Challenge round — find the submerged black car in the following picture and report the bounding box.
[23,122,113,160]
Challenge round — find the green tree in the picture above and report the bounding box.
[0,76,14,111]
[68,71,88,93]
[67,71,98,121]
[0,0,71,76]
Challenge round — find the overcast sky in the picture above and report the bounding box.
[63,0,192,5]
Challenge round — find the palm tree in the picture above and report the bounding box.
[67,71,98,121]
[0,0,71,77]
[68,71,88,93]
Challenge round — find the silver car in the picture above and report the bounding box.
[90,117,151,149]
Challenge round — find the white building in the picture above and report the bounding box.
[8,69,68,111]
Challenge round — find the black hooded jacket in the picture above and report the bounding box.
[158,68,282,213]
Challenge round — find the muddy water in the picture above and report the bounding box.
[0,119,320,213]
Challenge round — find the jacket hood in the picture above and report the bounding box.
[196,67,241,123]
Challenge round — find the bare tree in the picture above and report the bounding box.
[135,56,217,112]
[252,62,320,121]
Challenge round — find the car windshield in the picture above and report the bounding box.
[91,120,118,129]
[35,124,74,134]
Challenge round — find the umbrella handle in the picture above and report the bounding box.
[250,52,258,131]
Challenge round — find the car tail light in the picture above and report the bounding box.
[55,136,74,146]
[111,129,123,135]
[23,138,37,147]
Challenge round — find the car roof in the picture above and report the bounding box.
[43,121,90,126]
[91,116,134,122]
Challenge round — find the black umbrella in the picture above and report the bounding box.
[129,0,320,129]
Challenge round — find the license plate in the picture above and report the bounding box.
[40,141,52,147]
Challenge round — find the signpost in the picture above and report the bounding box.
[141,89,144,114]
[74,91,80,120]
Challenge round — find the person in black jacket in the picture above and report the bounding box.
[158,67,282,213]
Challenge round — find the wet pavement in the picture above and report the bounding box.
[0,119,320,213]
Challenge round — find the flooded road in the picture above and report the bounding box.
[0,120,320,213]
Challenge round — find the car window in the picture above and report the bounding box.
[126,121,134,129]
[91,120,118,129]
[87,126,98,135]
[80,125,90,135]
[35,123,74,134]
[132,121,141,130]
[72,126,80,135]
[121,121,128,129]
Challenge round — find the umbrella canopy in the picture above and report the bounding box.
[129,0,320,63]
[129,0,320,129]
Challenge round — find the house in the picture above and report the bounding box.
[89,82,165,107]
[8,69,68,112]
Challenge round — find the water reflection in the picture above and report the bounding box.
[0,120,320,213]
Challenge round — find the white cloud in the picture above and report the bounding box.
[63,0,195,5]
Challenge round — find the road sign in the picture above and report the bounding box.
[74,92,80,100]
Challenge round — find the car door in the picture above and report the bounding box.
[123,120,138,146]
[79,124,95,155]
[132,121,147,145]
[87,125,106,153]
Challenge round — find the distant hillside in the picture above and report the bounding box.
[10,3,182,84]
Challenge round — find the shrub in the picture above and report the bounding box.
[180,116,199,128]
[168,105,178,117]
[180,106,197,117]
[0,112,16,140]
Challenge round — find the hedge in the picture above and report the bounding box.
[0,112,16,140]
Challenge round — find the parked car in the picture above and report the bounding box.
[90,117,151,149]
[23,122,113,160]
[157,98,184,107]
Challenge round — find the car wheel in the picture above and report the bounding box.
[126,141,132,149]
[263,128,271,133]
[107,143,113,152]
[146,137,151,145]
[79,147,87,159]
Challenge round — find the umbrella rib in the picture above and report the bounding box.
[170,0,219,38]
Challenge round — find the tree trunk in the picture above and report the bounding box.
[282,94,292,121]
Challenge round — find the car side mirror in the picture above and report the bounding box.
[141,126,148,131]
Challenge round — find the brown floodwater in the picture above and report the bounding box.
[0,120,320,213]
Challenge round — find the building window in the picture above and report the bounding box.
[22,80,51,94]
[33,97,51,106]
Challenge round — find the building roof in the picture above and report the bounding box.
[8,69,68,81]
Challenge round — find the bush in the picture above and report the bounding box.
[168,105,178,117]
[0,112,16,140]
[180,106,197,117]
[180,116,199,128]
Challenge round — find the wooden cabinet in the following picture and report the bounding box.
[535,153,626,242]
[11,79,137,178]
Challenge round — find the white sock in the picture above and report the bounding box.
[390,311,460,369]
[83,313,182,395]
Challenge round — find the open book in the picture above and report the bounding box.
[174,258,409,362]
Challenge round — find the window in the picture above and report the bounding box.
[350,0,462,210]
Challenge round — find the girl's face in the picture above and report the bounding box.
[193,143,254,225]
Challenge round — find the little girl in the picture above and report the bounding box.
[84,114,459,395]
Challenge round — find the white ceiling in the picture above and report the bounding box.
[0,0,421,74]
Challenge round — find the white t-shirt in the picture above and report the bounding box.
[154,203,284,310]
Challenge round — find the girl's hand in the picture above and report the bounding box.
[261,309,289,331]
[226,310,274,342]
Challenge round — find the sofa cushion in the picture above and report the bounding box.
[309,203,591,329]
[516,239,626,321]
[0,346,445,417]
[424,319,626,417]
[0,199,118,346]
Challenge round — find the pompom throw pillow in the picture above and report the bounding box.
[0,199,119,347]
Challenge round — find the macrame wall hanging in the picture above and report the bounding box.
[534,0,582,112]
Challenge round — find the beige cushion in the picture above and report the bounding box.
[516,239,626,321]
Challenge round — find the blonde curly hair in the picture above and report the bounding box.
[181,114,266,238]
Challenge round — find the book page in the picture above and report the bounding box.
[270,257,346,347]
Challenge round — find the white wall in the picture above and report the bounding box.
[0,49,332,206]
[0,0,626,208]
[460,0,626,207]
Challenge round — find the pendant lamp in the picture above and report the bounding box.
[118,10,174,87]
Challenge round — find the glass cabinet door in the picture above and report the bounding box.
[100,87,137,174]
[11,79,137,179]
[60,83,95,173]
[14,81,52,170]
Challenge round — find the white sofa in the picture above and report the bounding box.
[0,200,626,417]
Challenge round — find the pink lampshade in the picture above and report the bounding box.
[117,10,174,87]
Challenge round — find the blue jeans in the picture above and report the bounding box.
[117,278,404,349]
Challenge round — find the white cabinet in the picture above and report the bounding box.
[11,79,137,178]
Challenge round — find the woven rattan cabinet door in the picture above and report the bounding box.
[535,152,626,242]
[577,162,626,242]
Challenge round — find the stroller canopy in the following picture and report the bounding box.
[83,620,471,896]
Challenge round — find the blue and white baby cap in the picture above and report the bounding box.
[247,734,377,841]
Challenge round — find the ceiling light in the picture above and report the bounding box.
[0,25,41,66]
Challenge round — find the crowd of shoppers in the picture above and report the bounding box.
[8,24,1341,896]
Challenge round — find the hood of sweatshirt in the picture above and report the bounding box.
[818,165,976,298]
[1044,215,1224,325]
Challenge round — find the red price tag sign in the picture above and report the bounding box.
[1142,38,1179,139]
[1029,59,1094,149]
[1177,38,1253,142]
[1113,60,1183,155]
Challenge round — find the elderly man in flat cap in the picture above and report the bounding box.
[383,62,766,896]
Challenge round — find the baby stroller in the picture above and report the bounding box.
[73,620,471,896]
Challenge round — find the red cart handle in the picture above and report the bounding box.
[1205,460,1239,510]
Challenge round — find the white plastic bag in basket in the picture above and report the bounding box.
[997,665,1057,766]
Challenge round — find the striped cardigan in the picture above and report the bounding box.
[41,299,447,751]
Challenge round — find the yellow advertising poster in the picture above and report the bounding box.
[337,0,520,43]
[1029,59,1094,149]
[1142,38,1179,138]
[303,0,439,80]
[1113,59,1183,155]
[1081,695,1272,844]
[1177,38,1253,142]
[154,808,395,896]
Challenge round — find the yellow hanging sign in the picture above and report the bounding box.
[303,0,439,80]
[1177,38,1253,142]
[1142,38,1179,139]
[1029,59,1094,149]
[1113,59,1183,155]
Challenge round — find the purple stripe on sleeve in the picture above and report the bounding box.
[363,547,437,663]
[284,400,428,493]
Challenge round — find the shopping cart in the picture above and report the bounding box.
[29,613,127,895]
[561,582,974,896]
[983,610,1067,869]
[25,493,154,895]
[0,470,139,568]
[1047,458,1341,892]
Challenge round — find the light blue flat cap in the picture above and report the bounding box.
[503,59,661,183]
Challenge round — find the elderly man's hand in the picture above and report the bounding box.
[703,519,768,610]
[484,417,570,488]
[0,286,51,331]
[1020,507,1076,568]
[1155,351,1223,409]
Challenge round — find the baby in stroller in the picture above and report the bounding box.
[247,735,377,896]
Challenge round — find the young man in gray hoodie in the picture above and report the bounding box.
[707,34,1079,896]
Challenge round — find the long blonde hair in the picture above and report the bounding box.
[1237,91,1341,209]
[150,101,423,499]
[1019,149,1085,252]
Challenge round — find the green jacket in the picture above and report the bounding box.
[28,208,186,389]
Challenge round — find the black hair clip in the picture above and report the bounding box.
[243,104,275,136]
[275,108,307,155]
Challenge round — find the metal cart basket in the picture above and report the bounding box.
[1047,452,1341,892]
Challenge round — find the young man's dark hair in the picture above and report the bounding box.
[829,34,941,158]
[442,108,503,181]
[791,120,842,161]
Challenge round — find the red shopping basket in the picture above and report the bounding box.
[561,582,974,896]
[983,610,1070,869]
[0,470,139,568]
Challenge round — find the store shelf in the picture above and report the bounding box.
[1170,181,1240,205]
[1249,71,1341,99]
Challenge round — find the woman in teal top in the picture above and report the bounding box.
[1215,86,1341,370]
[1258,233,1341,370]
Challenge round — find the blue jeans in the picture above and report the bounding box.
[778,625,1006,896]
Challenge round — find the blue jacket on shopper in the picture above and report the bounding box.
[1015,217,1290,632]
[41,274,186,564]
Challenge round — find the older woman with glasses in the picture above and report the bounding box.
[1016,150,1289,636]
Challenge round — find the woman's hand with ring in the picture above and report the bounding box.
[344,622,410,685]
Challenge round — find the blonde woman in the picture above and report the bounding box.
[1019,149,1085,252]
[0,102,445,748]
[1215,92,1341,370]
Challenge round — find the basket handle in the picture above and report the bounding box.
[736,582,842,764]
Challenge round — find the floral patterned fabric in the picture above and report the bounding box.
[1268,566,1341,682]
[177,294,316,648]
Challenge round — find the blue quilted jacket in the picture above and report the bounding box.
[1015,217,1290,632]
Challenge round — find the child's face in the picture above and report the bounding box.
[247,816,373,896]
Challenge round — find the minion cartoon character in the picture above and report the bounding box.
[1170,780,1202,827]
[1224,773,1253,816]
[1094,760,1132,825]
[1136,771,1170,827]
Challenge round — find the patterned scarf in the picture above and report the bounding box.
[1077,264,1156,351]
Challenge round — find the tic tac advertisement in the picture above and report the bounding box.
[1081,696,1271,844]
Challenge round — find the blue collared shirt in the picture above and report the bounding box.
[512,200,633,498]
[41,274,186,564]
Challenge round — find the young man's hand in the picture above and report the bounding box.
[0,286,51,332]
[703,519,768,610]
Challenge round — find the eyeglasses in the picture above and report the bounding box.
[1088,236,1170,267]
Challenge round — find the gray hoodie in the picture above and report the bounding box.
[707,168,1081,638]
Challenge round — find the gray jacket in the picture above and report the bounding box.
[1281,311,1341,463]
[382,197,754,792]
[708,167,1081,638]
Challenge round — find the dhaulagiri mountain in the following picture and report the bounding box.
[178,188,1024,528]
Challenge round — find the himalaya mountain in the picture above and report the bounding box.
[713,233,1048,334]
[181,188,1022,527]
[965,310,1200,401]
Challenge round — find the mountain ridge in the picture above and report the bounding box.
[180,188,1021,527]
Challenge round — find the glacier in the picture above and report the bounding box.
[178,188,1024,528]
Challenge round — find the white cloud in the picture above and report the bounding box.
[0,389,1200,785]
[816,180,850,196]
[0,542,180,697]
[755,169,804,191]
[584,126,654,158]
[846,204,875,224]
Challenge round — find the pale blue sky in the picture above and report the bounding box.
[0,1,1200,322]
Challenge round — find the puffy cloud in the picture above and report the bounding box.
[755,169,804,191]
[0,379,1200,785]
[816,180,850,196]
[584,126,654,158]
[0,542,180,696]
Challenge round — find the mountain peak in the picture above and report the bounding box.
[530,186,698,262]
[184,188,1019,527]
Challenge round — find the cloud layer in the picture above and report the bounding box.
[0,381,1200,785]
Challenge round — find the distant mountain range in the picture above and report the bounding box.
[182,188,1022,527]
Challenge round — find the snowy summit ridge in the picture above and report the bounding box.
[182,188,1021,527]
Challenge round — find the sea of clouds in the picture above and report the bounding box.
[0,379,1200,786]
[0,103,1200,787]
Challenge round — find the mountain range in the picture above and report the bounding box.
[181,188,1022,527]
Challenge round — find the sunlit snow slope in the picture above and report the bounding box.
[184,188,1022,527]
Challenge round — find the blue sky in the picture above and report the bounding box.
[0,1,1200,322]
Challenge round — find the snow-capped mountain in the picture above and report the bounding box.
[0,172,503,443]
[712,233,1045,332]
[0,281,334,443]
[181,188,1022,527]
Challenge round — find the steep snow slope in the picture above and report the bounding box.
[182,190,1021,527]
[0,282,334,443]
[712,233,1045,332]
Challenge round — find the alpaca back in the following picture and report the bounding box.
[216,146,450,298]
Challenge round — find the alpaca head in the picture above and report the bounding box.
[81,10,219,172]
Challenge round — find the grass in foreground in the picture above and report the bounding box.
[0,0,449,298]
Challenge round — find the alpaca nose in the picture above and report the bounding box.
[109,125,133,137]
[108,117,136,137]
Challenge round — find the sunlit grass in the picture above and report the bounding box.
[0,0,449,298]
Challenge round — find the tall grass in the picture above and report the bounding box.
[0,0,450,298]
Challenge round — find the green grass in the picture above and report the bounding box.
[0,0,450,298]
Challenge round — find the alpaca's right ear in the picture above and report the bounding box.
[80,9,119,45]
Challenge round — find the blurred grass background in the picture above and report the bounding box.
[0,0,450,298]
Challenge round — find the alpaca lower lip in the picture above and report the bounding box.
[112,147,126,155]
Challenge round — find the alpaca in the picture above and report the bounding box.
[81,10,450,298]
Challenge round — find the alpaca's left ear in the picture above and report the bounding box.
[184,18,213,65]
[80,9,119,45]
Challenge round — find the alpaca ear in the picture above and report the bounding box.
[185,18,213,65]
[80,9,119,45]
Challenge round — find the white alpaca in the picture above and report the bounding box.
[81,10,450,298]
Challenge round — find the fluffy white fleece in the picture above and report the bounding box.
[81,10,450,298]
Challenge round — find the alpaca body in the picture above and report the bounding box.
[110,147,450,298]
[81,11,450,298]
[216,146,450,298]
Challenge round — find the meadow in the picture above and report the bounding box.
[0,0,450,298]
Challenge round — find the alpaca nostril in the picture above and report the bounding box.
# # # #
STATED EXERCISE:
In the material, starting at the line containing "Challenge round — find the green jacket" and ending at the line containing "[275,108,307,155]", swap "hair clip" for "barrette" and return only those lines, otherwise unchanged.

SOLVED PROBLEM:
Challenge round — find the green jacket in the picture above and report the bounding box.
[28,208,186,389]
Challenge round — find the black barrette in the picture above and report the bounding box.
[243,104,275,136]
[275,108,307,155]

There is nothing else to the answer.